Required work: In the passage on trust, change every "situations" to "circumstances" and reproduce everything from "As you know" down to "are not aware.".

Trusting Wisely By Karyn Hall, PhD

As you know from the last post, trustworthiness is not constant. People are not consistently trustworthy or consistently untrustworthy but vary according to situations they are in. Whether you behave in a more trusting way or not may vary in ways that you are not aware.

First, if you are feeling grateful you are more likely to behave in trusting ways to others. In fact, your level of trust is likely to vary exactly according to the level of gratitude you are experiencing at the moment. Notice this has nothing to do with the other person or the specific situation but is only based on the feelings you are experiencing. So maybe feeling good makes you trust others or be less judgmental and cautious? Yes, but it’s not only feeling grateful that increase your trust in others. If you are socially stressed, then you are also more likely to trust others. In fact, researchers found that social anxiety increased the rate of cooperation (trust) by about 50 per cent. Again, those feelings have nothing to do with trust.It’s not only feelings that increase trust. It could be the power of suggestion. If you believe you are wearing knock-off designer sunglasses, then you will act in less trustworthy ways than if you believe the sunglasses you are wearing are authentic.

A person’s trustworthiness can’t be determined from his past actions or reputation of being trustworthy. Asking if someone is trustworthy isn’t the right question. To increase your odds of trusting when it is appropriate to trust, then focus on whether the person is trustworthy right now in the current situation.

Extracted information:
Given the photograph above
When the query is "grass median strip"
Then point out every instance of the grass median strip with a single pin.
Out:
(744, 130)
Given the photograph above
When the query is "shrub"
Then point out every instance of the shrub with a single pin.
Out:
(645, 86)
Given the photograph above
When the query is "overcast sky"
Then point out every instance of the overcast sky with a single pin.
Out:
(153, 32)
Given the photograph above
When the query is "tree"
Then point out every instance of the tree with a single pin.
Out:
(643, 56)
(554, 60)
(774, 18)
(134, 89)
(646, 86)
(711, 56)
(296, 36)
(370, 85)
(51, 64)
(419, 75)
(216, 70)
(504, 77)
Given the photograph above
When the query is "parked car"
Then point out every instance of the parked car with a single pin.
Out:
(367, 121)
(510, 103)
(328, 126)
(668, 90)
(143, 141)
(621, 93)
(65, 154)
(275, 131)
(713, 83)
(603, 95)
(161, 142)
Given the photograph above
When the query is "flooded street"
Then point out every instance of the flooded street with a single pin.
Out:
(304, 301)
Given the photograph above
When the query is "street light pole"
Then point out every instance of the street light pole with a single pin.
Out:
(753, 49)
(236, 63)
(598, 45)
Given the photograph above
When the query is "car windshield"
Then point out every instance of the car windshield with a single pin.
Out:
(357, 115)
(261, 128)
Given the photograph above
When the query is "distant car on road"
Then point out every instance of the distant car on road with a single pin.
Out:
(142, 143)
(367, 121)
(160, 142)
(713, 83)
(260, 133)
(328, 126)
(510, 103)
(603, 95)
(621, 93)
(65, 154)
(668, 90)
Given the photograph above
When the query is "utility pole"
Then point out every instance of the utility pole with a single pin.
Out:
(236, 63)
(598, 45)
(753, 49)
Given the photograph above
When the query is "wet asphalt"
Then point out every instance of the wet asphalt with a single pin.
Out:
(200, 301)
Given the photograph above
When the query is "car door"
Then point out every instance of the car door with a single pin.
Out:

Answer space:
As you know from the last post, trustworthiness is not constant. People are not consistently trustworthy or consistently untrustworthy but vary according to circumstances they are in. Whether you behave in a more trusting way or not may vary in ways that you are not aware.